Unless it is a picture, every line from the start of the entries through the line with "target | ice-covered twig" must be retyped exactly.

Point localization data
******************************

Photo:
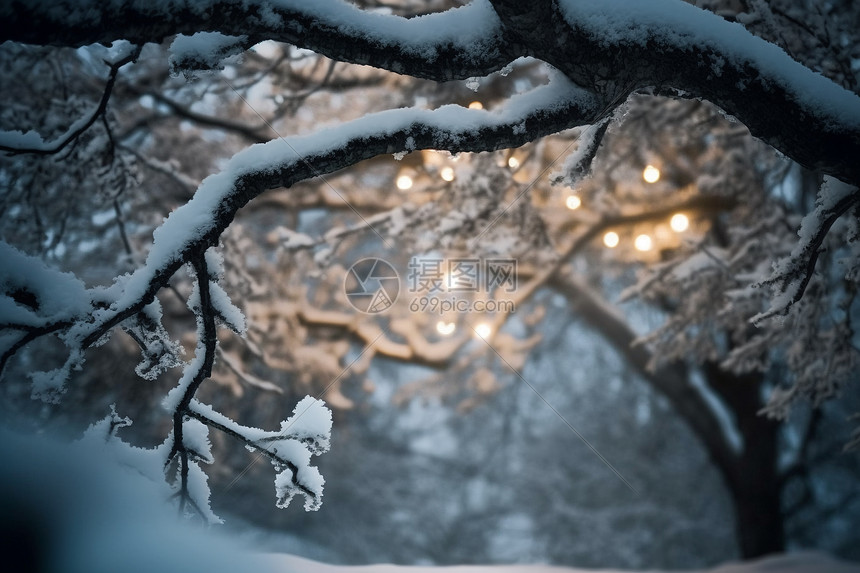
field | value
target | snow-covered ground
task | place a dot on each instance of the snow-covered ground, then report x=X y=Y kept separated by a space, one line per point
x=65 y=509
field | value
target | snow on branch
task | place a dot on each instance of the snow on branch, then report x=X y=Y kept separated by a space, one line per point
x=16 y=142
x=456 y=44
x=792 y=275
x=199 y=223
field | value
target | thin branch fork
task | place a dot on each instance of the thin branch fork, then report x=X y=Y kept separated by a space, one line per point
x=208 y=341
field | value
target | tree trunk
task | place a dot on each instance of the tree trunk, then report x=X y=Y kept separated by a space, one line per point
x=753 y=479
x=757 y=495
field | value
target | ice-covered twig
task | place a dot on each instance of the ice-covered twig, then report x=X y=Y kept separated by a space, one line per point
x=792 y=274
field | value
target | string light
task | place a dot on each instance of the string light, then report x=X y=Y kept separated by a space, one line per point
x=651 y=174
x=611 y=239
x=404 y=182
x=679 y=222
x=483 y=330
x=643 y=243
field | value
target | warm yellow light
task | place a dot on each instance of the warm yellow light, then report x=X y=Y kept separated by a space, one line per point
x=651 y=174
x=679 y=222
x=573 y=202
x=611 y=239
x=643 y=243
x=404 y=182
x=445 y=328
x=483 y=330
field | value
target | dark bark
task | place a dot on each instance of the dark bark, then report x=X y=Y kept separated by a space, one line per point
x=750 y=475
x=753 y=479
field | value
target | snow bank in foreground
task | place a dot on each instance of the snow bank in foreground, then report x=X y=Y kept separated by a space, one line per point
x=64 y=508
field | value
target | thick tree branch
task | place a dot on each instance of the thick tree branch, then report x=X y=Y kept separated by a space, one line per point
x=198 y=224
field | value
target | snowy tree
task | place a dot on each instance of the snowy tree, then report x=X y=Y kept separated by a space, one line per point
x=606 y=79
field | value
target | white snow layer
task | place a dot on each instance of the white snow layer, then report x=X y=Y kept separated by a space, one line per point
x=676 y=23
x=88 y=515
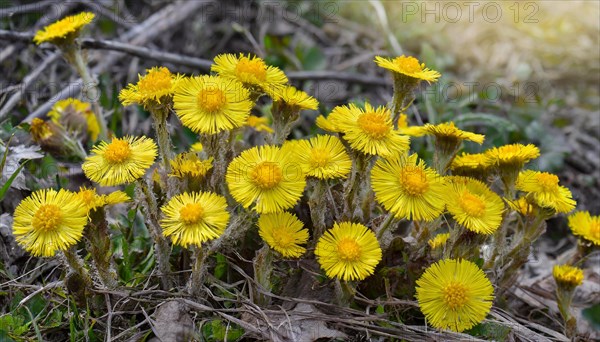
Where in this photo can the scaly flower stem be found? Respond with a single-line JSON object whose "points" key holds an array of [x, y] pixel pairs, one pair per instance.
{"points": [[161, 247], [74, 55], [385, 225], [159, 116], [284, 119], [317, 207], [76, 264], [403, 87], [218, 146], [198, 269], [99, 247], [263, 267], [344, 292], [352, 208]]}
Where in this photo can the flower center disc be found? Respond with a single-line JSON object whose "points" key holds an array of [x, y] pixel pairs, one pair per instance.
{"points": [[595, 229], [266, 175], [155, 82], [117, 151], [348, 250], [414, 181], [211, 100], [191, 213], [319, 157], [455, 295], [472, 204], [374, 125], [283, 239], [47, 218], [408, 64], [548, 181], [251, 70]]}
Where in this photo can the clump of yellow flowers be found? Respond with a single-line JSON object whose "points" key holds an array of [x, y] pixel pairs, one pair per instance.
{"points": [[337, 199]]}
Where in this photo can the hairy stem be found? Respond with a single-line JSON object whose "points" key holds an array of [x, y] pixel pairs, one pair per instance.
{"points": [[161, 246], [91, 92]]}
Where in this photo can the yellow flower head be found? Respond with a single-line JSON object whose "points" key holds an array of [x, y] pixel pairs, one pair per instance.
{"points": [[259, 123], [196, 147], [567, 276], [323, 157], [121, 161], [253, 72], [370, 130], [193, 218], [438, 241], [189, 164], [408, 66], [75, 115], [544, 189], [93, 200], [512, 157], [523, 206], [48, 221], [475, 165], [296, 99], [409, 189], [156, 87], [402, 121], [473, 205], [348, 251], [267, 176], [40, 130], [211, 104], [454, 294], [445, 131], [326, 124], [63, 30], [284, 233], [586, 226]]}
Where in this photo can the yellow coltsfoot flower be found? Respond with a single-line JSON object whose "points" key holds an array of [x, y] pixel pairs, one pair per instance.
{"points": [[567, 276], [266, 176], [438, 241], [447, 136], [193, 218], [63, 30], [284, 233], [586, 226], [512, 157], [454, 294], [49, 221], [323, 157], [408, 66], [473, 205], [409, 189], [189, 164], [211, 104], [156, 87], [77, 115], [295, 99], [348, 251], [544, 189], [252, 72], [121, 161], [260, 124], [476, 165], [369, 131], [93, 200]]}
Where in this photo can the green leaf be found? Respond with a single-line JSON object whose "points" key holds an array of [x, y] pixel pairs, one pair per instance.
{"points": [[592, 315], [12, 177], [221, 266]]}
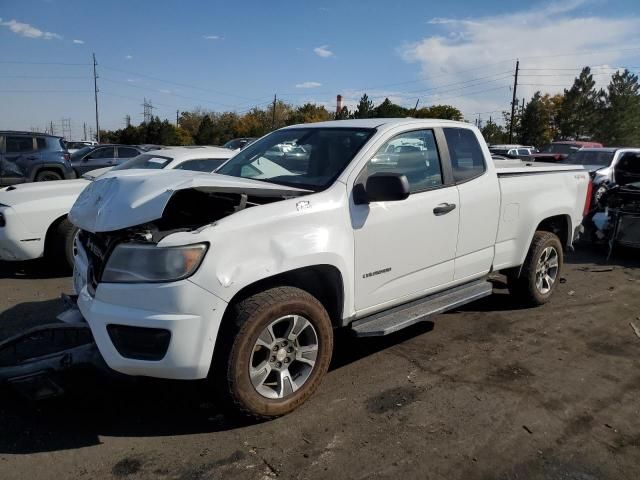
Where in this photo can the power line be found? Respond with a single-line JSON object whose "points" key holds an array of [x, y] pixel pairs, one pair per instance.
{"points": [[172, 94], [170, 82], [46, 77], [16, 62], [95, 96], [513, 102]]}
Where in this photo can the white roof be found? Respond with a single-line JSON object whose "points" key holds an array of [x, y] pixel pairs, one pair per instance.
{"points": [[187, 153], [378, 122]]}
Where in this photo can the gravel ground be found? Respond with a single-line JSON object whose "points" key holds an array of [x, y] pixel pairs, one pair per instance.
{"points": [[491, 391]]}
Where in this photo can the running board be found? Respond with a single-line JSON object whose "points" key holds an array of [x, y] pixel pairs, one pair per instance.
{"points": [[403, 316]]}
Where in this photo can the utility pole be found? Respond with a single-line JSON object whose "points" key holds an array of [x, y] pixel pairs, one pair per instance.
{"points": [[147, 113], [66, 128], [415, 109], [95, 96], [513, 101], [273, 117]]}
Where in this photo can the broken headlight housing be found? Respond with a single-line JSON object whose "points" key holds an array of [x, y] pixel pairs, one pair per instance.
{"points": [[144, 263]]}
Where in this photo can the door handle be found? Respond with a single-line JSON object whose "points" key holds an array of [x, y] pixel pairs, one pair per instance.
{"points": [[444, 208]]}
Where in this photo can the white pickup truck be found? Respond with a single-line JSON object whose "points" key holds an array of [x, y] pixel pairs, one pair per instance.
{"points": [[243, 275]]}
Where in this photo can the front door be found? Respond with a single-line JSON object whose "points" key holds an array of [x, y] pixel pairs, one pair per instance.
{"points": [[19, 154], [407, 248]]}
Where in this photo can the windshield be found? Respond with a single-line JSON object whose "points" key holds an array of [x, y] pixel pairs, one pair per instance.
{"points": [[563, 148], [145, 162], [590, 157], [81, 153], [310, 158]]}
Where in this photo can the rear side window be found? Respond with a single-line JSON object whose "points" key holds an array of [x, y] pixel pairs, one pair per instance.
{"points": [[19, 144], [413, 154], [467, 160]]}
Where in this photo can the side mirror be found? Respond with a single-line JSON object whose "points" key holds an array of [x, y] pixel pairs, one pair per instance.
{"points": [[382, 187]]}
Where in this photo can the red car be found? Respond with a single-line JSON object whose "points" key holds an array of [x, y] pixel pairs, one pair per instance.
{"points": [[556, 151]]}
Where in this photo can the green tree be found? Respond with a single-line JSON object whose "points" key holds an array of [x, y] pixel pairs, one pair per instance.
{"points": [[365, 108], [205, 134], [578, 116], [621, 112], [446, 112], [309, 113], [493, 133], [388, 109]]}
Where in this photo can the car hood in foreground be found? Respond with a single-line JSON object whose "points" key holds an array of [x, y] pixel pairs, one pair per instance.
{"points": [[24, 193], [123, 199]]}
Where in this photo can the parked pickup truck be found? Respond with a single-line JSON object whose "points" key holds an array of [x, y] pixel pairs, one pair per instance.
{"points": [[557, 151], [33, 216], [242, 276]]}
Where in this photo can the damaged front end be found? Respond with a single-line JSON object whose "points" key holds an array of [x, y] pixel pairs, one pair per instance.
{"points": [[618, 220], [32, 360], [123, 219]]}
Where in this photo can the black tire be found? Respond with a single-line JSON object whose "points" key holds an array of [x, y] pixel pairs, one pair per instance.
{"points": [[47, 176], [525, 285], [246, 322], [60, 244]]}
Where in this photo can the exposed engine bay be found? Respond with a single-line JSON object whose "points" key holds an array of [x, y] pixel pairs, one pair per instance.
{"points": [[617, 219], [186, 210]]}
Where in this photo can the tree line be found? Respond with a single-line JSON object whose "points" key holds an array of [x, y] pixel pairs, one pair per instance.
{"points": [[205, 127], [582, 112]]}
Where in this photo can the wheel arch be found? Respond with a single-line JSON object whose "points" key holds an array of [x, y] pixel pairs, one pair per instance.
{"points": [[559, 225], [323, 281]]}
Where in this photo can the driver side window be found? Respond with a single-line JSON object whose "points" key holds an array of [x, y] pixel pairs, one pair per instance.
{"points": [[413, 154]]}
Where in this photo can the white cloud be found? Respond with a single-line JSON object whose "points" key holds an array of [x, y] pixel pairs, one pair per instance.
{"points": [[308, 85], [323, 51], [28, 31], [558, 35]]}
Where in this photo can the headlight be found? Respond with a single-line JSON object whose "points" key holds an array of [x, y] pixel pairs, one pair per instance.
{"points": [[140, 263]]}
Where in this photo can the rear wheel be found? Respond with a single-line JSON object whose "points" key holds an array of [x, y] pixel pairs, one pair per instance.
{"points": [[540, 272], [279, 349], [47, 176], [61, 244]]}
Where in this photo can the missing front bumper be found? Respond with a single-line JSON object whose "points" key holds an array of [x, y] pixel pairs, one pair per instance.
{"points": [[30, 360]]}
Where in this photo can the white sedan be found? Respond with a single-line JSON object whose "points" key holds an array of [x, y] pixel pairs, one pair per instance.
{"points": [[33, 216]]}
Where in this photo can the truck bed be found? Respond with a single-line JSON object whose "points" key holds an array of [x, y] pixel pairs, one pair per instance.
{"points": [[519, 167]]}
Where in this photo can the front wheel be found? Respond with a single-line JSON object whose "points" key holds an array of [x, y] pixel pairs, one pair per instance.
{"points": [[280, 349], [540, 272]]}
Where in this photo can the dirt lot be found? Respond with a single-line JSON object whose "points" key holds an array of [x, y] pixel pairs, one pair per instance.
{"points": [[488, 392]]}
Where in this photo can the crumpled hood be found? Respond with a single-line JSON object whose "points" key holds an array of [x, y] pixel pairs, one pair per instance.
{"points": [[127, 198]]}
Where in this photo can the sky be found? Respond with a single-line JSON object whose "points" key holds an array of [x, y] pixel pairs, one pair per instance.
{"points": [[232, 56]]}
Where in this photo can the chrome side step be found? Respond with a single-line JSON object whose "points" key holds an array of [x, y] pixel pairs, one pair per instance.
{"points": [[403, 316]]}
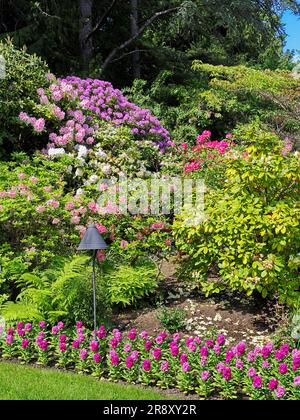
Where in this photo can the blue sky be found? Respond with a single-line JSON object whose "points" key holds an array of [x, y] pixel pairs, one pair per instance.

******************************

▸ SOLUTION BELOW:
Photo:
field | value
target | snow-covered ground
task | place a dot on each instance of the snow-covered ground, then report x=X y=Y kept separated by a space, one line per point
x=65 y=509
field | value
target | snow on branch
task | place a dot on each instance of the snow on branch, then report x=X y=Y kept separated by a space, one line per point
x=16 y=142
x=456 y=44
x=792 y=275
x=199 y=223
field | value
target | thin branch fork
task | place a dot on each instance of the thin branch fork, then report x=X y=Y kept separated by a space, one line per point
x=208 y=341
field | value
target | tree trunk
task | place a dot on each instance of the tree trunk, then report x=X y=Y kept separated by a space, one line per point
x=753 y=479
x=757 y=495
field | value
target | ice-covered twig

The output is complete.